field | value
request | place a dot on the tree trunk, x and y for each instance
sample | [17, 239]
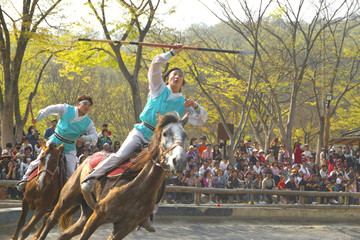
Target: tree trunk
[320, 142]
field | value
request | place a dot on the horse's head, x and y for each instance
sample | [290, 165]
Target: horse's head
[172, 141]
[49, 165]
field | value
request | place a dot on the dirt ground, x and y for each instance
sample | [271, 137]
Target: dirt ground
[186, 228]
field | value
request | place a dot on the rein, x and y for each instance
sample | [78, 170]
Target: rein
[163, 153]
[57, 170]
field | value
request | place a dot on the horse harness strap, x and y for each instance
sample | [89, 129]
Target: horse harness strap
[63, 139]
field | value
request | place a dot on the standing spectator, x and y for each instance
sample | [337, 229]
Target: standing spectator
[207, 153]
[268, 184]
[228, 170]
[284, 155]
[191, 154]
[233, 182]
[26, 143]
[11, 174]
[297, 151]
[292, 185]
[190, 181]
[307, 153]
[281, 186]
[323, 156]
[51, 130]
[325, 187]
[106, 138]
[224, 163]
[261, 156]
[208, 181]
[32, 136]
[202, 145]
[220, 182]
[312, 185]
[353, 188]
[248, 185]
[274, 146]
[331, 160]
[270, 157]
[357, 160]
[116, 146]
[100, 134]
[8, 150]
[217, 155]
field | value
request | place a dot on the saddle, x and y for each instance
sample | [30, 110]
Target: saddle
[97, 157]
[62, 169]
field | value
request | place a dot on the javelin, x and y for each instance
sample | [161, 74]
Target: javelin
[164, 45]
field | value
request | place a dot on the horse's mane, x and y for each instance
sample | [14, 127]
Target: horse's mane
[152, 152]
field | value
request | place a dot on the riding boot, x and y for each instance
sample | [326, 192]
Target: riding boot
[88, 184]
[20, 186]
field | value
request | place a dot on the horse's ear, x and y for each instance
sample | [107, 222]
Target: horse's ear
[158, 116]
[184, 119]
[60, 148]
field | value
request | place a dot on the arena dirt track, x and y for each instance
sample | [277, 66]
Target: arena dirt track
[171, 228]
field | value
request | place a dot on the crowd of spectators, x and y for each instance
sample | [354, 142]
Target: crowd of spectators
[274, 168]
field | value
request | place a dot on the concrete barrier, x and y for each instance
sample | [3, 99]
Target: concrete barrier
[287, 213]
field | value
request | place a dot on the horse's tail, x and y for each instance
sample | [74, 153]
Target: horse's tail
[65, 219]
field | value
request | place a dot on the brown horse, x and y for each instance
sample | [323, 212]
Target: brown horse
[129, 200]
[41, 191]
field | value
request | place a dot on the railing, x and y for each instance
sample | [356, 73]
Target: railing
[199, 190]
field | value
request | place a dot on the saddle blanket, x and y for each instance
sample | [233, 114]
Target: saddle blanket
[33, 174]
[99, 156]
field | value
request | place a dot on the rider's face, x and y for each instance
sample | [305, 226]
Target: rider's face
[84, 108]
[176, 80]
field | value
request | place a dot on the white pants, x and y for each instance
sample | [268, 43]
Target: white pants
[134, 140]
[70, 161]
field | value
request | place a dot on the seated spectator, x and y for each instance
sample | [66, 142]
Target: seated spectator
[334, 188]
[248, 185]
[217, 155]
[228, 171]
[353, 188]
[208, 182]
[312, 185]
[189, 181]
[281, 186]
[325, 187]
[234, 182]
[191, 155]
[291, 185]
[116, 146]
[11, 173]
[220, 182]
[224, 163]
[268, 184]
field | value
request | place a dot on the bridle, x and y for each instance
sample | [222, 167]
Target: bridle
[163, 153]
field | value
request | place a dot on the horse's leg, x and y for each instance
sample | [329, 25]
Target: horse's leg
[120, 231]
[95, 220]
[77, 227]
[46, 216]
[21, 221]
[37, 216]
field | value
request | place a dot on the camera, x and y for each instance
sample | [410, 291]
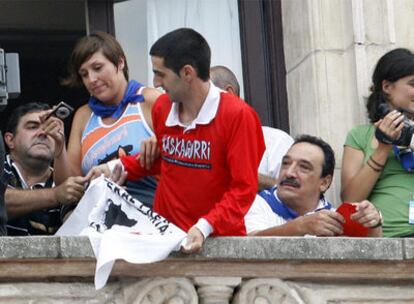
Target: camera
[407, 132]
[61, 111]
[9, 77]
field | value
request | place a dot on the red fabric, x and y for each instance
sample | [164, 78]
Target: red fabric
[217, 183]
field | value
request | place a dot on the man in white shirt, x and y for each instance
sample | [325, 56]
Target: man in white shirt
[297, 206]
[277, 141]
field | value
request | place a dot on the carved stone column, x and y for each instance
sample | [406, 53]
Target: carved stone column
[160, 291]
[267, 291]
[216, 290]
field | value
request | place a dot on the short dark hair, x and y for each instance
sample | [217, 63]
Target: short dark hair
[392, 66]
[222, 76]
[184, 46]
[328, 166]
[86, 47]
[22, 110]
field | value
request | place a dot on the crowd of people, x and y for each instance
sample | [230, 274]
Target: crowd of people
[198, 155]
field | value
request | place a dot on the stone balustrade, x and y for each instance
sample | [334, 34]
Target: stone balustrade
[229, 270]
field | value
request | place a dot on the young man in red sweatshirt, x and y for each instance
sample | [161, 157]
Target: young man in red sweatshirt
[210, 144]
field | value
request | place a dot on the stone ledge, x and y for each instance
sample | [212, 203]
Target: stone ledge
[295, 258]
[229, 248]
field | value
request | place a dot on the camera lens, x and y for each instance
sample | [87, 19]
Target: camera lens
[62, 113]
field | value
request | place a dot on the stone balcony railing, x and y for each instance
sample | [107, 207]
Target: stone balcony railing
[229, 270]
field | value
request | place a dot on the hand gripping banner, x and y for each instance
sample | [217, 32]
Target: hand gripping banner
[120, 227]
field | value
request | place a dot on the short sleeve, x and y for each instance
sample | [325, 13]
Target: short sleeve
[260, 216]
[277, 143]
[359, 137]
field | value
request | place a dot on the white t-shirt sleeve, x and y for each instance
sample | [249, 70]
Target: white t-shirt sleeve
[277, 143]
[260, 216]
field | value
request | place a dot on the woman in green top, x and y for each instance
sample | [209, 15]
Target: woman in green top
[370, 168]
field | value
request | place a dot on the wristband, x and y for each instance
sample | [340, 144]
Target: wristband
[379, 224]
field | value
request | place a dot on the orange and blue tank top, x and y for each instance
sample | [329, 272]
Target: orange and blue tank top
[101, 143]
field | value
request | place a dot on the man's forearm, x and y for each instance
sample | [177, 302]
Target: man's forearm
[20, 202]
[266, 182]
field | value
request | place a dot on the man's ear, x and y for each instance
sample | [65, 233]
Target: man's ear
[386, 86]
[8, 139]
[121, 63]
[229, 88]
[325, 183]
[188, 72]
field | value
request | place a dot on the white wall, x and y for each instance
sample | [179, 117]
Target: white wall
[139, 23]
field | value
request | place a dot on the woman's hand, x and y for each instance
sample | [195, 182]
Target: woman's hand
[391, 125]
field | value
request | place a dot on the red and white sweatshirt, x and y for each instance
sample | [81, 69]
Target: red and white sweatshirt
[209, 169]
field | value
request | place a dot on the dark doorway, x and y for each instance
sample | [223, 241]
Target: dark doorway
[43, 33]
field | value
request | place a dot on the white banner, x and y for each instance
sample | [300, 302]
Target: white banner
[120, 227]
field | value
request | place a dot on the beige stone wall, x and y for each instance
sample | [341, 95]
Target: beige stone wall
[331, 47]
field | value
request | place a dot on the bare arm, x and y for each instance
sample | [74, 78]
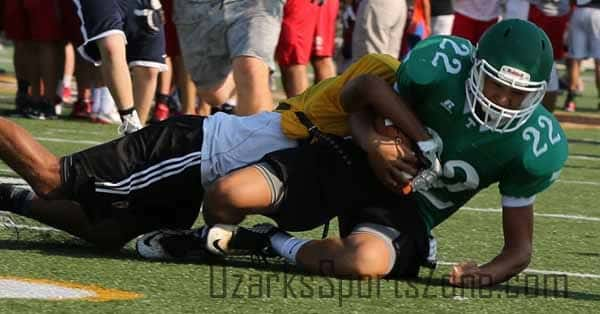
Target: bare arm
[517, 223]
[370, 91]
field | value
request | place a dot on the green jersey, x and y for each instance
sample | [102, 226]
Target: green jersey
[524, 162]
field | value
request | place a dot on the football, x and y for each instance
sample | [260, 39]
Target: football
[384, 126]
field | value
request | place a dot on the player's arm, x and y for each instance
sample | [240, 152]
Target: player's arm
[517, 224]
[370, 91]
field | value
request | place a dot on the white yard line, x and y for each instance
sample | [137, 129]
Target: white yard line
[543, 272]
[580, 157]
[62, 140]
[562, 216]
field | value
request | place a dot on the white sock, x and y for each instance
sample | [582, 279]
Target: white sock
[107, 105]
[96, 99]
[287, 246]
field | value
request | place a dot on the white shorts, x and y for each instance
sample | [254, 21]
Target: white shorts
[231, 142]
[442, 24]
[584, 33]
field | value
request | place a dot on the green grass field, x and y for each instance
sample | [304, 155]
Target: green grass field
[567, 233]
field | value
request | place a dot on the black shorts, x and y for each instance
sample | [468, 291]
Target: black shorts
[321, 183]
[152, 176]
[100, 18]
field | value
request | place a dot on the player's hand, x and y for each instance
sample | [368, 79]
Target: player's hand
[430, 151]
[348, 16]
[393, 162]
[468, 274]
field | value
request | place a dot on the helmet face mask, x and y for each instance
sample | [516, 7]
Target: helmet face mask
[514, 54]
[494, 116]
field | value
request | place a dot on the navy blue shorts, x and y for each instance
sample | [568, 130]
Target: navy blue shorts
[100, 18]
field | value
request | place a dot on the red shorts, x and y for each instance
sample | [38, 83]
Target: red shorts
[554, 26]
[33, 20]
[324, 41]
[300, 18]
[469, 28]
[171, 39]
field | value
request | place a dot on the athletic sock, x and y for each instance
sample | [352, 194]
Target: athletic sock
[287, 246]
[162, 98]
[16, 200]
[107, 104]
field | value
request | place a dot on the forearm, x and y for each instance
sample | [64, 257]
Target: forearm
[506, 265]
[362, 129]
[369, 91]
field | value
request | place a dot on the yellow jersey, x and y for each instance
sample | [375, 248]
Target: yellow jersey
[321, 102]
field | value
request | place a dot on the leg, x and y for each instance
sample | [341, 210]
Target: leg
[217, 95]
[573, 76]
[144, 87]
[115, 70]
[362, 255]
[32, 161]
[187, 89]
[231, 198]
[251, 77]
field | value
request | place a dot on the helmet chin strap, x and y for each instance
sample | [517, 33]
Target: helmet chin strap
[491, 115]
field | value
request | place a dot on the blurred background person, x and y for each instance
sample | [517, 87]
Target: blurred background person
[442, 17]
[584, 42]
[229, 47]
[473, 17]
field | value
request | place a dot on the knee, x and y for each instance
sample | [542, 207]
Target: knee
[221, 203]
[111, 46]
[369, 262]
[104, 238]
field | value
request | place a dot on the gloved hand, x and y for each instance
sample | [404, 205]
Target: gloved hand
[430, 150]
[150, 15]
[348, 16]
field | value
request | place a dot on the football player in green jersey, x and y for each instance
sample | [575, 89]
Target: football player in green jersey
[481, 107]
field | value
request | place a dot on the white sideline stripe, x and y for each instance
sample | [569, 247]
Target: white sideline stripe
[579, 182]
[563, 216]
[62, 140]
[28, 227]
[129, 188]
[542, 272]
[156, 169]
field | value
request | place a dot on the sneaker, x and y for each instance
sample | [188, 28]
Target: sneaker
[82, 109]
[161, 112]
[23, 104]
[218, 241]
[171, 244]
[37, 110]
[130, 123]
[570, 106]
[66, 94]
[266, 231]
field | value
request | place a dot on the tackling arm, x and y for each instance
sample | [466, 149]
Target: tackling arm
[517, 224]
[370, 91]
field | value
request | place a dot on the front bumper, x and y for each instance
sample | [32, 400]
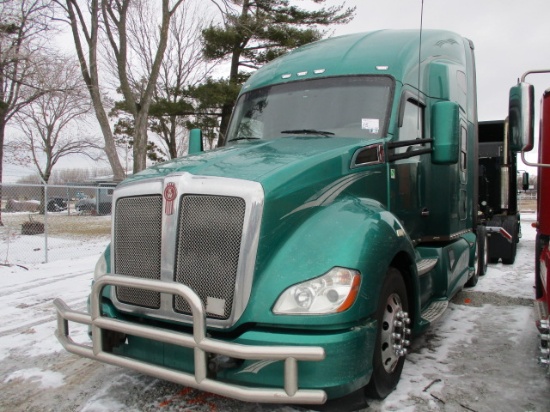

**********

• Work to do:
Find every line in the data above that contains the string "gripping", and copy each of those lines in full.

• Solution for this exercise:
request | place a dot on the hand gripping banner, x and y for each instance
Target: hand gripping banner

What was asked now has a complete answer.